What needs to be done
If pictures appear in the lines below, skip them and copy exactly the lines from the one containing "Target: rectangular window" through the one containing "the rocky summit.", and nothing else.

Material provided
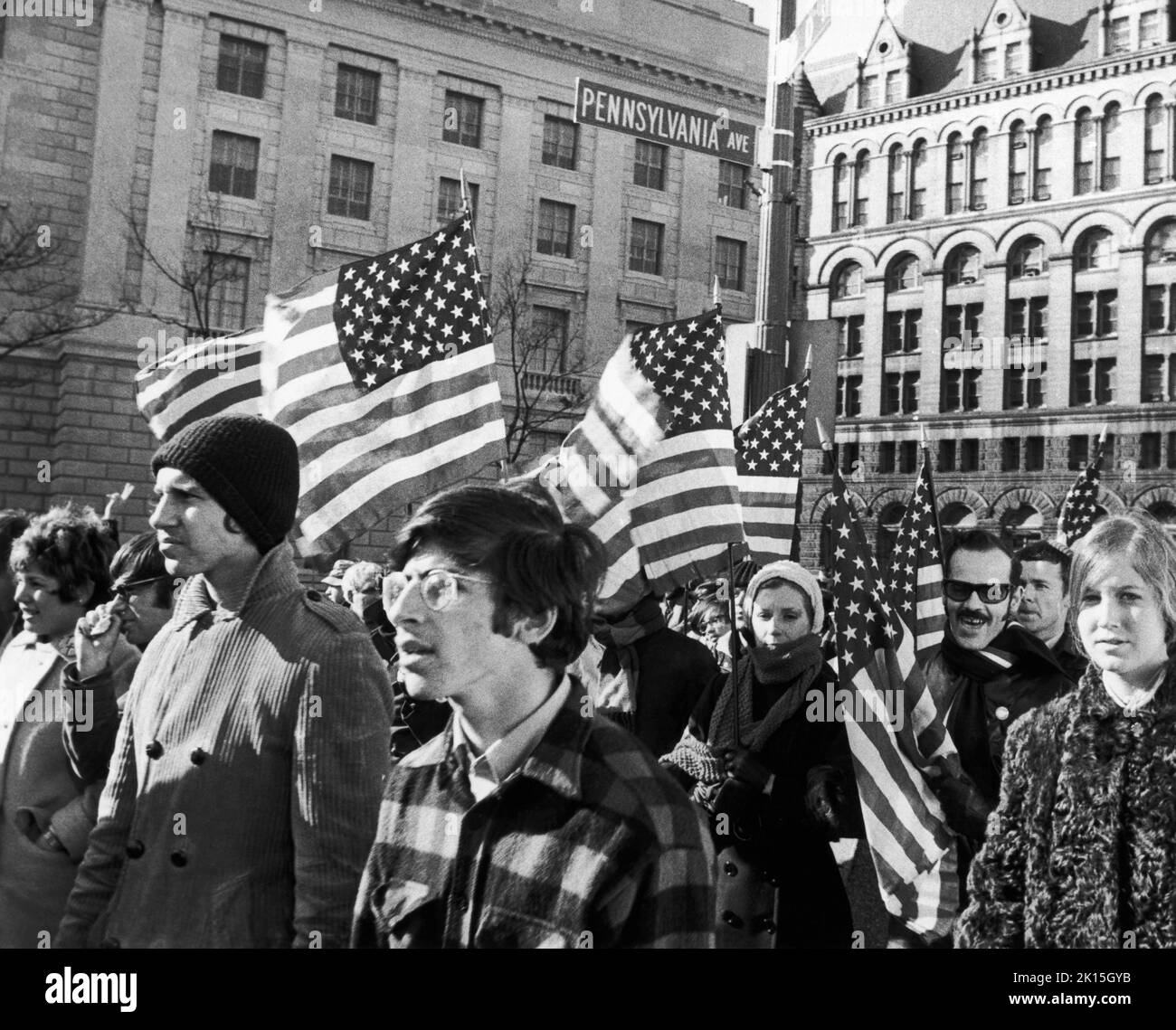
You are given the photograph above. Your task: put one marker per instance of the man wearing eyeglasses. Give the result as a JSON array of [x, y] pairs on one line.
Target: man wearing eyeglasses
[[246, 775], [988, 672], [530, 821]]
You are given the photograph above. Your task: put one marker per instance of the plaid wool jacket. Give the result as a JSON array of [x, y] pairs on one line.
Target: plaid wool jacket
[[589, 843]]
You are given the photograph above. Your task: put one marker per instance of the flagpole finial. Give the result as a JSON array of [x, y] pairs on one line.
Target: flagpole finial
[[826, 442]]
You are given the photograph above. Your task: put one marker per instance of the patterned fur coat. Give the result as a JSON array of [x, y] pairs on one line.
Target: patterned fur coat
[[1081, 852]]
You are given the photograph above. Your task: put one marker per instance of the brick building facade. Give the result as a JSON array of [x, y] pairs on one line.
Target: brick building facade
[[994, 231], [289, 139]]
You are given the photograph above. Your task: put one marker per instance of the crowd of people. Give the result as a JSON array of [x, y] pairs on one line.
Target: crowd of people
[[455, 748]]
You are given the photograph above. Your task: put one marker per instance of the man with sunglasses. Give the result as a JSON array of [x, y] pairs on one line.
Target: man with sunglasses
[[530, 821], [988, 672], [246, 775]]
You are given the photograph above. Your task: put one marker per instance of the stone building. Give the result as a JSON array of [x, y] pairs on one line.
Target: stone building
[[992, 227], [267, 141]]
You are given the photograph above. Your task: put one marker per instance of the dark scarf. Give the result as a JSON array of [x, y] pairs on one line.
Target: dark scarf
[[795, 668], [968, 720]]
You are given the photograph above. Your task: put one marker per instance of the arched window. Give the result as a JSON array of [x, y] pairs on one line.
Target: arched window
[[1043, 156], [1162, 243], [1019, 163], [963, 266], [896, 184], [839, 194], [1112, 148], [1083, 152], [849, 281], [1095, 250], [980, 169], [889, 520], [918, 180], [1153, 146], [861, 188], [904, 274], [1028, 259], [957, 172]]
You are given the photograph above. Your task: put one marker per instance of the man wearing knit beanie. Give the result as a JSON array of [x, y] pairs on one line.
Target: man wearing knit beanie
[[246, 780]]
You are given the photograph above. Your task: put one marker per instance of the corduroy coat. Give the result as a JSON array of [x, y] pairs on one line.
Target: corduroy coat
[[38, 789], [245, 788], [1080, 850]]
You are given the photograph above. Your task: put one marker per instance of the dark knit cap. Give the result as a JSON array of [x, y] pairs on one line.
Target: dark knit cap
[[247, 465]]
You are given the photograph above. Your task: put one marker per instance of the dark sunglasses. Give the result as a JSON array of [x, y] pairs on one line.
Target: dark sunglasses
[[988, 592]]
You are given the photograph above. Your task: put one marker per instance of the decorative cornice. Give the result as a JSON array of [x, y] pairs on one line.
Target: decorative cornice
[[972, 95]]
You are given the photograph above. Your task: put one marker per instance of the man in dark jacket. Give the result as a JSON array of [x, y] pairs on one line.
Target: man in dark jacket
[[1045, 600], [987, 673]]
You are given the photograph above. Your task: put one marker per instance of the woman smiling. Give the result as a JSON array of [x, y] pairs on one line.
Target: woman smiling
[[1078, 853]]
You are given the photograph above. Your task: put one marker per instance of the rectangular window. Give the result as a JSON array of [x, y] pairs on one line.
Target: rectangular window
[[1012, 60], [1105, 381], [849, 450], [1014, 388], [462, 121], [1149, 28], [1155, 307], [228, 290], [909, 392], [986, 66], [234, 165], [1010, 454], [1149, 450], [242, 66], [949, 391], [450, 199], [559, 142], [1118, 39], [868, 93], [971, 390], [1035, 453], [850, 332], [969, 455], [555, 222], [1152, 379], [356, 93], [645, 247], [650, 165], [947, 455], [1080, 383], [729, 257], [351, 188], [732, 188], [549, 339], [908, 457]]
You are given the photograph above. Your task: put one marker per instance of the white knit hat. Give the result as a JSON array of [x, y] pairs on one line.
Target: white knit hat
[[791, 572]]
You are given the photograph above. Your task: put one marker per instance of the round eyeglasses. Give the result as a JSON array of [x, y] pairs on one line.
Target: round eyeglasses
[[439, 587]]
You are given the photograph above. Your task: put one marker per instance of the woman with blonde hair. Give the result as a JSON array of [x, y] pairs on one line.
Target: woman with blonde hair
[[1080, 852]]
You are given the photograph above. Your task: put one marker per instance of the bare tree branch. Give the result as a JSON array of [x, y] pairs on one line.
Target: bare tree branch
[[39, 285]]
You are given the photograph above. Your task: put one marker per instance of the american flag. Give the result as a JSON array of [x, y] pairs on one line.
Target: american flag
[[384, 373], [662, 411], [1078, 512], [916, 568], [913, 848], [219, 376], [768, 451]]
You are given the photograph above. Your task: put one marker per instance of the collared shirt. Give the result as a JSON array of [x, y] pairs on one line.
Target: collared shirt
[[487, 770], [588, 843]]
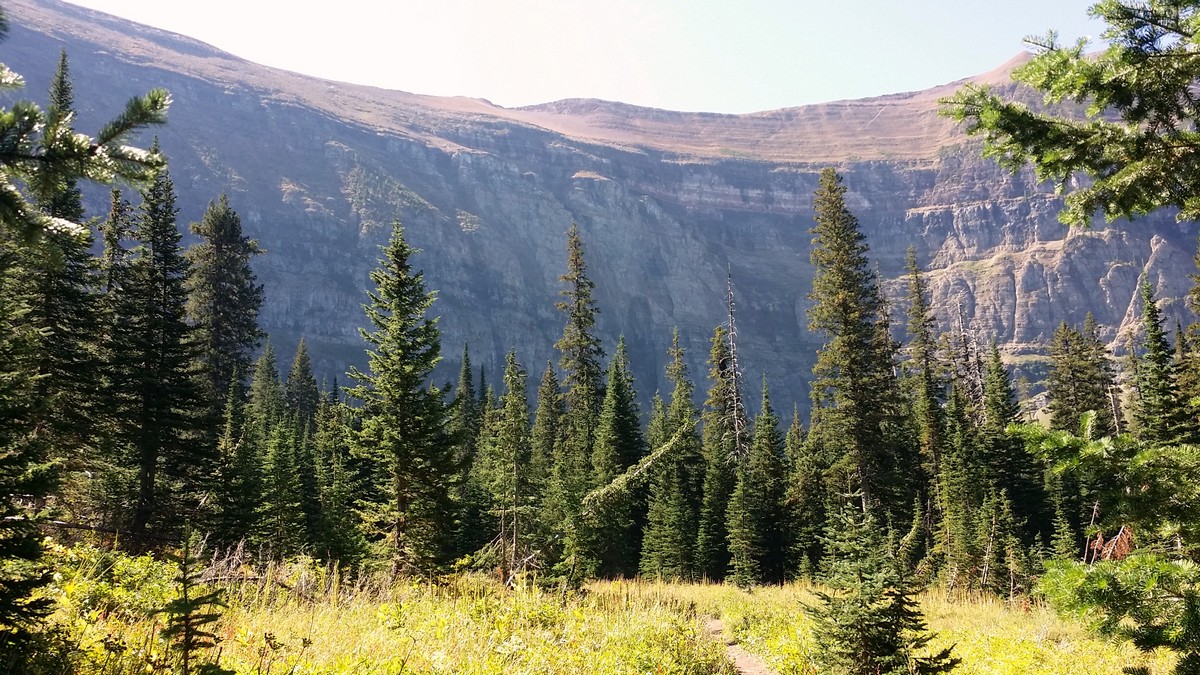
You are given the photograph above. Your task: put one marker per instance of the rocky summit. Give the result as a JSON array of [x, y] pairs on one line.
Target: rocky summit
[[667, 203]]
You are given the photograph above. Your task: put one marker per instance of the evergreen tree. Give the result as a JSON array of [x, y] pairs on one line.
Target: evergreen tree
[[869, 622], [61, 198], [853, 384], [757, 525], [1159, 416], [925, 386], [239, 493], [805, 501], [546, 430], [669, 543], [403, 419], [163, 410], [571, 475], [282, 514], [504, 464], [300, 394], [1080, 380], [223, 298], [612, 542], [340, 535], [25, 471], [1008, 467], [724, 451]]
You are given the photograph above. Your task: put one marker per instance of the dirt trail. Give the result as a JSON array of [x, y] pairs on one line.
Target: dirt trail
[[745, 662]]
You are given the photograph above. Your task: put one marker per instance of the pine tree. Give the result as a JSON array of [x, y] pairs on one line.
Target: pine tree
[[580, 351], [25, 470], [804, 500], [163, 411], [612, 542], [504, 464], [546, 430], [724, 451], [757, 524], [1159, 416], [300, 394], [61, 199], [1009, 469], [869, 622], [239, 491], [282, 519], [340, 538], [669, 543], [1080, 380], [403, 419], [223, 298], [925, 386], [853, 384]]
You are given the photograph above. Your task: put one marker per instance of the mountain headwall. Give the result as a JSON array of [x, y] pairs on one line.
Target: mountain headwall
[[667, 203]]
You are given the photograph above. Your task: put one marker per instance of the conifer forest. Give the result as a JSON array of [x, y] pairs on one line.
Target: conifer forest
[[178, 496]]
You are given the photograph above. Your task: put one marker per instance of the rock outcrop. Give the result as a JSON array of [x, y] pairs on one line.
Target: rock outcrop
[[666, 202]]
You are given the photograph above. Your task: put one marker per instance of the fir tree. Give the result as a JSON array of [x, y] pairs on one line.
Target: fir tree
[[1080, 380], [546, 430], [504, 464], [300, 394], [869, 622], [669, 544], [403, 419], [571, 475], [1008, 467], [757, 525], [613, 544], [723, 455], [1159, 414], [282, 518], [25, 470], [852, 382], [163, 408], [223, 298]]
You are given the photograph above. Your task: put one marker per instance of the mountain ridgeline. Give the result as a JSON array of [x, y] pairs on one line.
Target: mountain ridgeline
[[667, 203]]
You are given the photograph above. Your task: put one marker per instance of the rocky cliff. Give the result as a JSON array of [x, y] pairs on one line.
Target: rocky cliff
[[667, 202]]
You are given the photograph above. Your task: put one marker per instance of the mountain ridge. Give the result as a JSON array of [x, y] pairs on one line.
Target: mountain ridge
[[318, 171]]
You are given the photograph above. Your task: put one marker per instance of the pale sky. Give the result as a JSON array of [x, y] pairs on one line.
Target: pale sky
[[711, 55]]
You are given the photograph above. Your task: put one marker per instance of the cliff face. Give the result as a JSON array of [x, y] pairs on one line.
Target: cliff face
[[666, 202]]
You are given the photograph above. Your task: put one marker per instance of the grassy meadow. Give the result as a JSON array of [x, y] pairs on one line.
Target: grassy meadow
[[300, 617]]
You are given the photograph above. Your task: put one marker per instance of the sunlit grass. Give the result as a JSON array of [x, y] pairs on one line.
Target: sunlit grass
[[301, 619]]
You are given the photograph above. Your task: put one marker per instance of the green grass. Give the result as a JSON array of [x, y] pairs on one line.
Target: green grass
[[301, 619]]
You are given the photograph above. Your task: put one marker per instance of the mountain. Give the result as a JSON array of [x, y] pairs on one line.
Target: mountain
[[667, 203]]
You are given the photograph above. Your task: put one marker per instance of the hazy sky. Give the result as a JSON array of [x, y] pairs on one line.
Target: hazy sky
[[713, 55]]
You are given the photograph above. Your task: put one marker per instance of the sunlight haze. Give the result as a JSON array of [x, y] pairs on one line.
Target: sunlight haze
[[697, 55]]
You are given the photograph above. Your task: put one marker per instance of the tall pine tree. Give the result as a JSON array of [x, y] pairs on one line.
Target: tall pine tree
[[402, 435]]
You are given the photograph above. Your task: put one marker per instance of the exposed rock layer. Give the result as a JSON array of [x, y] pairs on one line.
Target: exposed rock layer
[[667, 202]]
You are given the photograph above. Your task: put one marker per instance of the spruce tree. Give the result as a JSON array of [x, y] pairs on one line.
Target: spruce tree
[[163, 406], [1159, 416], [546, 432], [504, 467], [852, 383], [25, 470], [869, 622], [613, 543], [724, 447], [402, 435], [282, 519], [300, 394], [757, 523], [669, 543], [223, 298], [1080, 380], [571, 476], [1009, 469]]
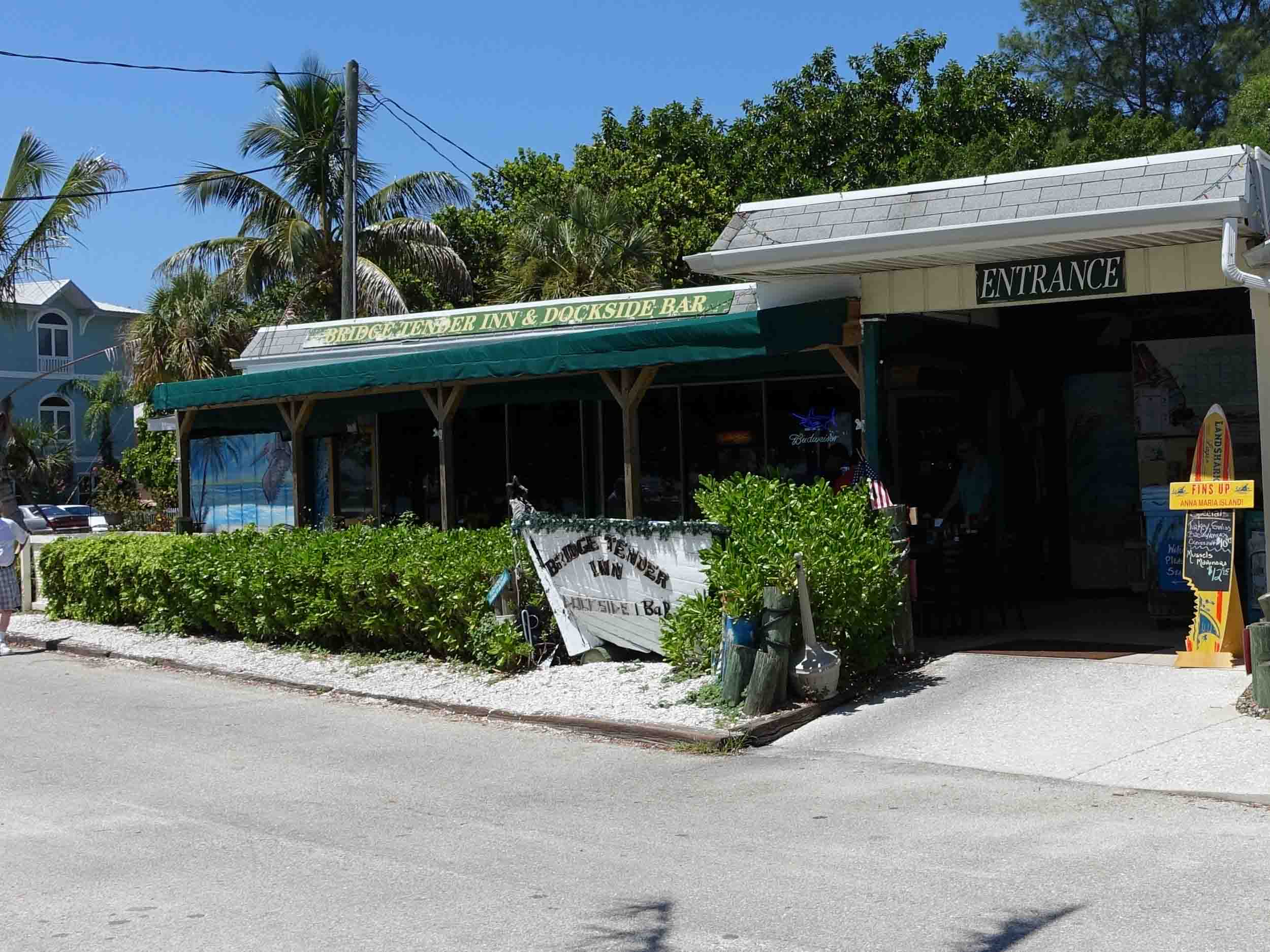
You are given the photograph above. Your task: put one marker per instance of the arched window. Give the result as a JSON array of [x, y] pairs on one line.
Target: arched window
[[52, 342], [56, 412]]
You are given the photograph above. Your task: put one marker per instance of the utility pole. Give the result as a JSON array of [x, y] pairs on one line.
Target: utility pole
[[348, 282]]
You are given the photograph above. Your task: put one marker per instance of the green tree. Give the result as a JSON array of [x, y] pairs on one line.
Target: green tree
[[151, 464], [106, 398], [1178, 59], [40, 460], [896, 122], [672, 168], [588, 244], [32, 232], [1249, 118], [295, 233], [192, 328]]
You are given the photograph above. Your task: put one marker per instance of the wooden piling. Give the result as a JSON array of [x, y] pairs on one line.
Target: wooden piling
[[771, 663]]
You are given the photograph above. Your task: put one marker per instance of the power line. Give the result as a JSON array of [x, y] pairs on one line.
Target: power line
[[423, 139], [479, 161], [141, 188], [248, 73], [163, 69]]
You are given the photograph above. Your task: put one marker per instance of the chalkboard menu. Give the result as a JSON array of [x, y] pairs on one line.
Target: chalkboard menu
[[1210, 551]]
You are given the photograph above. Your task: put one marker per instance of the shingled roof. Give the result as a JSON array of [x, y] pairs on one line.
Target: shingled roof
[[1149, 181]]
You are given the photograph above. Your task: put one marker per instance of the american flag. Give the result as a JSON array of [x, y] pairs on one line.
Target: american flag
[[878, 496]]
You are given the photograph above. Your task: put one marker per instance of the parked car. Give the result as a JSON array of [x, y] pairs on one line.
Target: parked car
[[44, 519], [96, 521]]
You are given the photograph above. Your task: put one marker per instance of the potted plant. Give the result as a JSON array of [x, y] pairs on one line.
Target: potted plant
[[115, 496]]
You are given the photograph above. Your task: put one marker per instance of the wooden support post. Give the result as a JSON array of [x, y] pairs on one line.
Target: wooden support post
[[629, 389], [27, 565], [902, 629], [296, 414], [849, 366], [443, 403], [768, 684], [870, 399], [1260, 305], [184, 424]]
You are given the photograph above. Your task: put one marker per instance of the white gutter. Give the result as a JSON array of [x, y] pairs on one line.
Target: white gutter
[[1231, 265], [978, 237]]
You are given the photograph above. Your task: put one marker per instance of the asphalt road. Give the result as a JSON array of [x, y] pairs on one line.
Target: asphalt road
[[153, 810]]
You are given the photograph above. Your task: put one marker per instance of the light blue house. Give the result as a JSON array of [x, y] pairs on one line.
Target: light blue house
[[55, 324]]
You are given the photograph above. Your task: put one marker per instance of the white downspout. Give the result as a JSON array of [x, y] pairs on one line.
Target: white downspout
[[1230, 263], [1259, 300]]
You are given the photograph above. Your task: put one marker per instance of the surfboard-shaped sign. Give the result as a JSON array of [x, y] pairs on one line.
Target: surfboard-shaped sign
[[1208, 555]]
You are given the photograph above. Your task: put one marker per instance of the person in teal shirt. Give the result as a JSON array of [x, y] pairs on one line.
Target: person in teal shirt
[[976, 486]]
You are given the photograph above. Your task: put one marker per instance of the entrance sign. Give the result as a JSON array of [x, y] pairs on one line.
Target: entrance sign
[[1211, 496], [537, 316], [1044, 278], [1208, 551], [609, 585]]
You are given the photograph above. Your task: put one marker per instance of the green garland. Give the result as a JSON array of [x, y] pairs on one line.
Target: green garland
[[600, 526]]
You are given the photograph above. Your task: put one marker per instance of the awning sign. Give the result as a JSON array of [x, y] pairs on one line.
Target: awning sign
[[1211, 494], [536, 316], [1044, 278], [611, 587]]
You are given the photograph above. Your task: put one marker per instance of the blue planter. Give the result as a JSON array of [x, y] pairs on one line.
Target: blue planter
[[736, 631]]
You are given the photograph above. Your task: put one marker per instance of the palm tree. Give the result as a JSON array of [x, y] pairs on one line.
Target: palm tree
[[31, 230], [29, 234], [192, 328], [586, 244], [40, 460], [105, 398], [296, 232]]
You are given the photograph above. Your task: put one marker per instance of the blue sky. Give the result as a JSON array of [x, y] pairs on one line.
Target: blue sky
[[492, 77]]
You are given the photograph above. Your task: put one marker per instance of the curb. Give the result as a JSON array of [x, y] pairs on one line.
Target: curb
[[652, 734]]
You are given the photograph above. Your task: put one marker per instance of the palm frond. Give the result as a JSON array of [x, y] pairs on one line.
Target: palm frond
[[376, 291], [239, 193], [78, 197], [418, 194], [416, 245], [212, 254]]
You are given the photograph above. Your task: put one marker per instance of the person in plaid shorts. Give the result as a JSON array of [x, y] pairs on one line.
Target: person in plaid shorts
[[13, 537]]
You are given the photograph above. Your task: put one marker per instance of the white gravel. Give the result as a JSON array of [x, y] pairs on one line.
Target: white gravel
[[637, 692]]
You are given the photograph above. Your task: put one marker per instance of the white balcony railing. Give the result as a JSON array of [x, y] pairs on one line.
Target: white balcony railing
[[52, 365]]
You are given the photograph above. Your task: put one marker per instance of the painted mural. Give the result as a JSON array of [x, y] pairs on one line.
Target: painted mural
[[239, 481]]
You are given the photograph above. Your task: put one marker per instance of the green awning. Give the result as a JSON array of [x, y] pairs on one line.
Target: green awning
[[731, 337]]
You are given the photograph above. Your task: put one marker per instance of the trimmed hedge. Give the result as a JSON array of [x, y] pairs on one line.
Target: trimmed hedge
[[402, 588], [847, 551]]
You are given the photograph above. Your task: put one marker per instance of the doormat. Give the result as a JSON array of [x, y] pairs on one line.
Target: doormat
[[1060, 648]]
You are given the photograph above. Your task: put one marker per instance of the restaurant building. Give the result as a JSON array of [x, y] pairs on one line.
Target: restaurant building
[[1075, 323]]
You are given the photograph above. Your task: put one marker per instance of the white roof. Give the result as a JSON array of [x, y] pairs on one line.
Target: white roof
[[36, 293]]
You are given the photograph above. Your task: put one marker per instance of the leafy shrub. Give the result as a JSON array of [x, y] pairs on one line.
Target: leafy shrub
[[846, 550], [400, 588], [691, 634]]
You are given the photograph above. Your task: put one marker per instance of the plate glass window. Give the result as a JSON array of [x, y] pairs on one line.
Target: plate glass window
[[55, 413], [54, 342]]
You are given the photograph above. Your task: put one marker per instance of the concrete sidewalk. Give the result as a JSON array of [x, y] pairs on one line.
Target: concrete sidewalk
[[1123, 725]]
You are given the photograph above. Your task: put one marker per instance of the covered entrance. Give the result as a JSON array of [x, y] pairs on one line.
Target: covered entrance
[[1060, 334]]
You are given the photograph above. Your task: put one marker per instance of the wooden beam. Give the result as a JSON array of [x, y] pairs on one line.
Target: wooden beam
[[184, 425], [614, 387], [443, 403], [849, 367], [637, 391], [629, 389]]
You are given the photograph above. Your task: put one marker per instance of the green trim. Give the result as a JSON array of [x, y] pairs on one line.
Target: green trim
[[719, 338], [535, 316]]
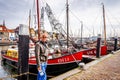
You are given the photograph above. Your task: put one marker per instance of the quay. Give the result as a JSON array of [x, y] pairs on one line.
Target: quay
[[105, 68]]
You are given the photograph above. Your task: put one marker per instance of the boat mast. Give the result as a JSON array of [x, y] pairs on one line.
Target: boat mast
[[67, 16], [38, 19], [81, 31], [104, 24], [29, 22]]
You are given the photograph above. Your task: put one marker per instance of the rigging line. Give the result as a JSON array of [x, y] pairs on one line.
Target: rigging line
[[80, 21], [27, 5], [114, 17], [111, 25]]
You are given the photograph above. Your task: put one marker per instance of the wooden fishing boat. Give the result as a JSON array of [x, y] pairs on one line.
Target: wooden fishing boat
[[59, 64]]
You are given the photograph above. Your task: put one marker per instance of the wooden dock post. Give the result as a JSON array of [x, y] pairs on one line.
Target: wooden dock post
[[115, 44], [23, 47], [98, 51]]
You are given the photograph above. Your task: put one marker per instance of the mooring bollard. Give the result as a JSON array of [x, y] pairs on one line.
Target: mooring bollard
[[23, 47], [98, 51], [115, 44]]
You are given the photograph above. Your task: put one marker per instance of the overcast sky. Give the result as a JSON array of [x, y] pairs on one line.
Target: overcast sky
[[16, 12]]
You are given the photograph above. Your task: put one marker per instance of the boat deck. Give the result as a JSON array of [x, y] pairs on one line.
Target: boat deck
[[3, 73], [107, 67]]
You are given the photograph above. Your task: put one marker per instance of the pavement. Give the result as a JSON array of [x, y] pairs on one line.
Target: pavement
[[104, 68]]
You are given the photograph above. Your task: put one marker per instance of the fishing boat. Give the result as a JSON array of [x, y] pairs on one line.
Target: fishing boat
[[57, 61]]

Solution for this exercise
Target: rectangular window
[[1012, 60], [1105, 381], [849, 450], [1014, 388], [462, 121], [1149, 28], [1155, 307], [228, 290], [909, 392], [986, 66], [234, 165], [1010, 454], [1149, 450], [242, 66], [949, 391], [450, 199], [559, 142], [1118, 39], [868, 93], [971, 390], [1035, 453], [850, 332], [969, 455], [555, 222], [1152, 379], [356, 93], [645, 247], [650, 165], [947, 455], [1080, 383], [729, 257], [351, 188], [732, 188], [549, 339], [908, 457]]
You are given the photograph above. Your task: put one marker per instance of the white knit hat. Give the result as a JSON array of [x, y] pairs on one line.
Target: white knit hat
[[791, 572]]
You are given the photograph above. Your task: put one marker per instance of the round eyeglasses. Give the result as a JSON array of [x, y] pairs on one line.
Target: round eyeglasses
[[439, 587]]
You are given the photograph above. Your task: put one marker per instance of the woman with blonde hair. Give the result as a JSON array of [x, y] pairs on one line.
Target: woman with blonde hair
[[1080, 852]]
You are given the photograph above. Your task: put one marker per instance of the bare tree branch. Give the result as a JSON array of [x, y] pairs on one line.
Target: bare tree branch
[[39, 285]]
You are given the photograph above. Your task: put one marker per instance of the american flag. Give the result as a JSON array of [x, y] pairs on one line.
Target: american flag
[[384, 373], [662, 411], [1078, 512], [916, 568], [913, 848], [219, 376], [768, 451]]
You are given the photograph above. Your task: put one marker per instance of the collared shirt. Give the result as a JSON array of [x, y] pairs on one line.
Target: collared shirt
[[487, 770], [588, 843]]
You are given the photograph above. Your task: put one marker per instance of the rocky summit. Give the result as a JSON array of [x, y] pairs on one line.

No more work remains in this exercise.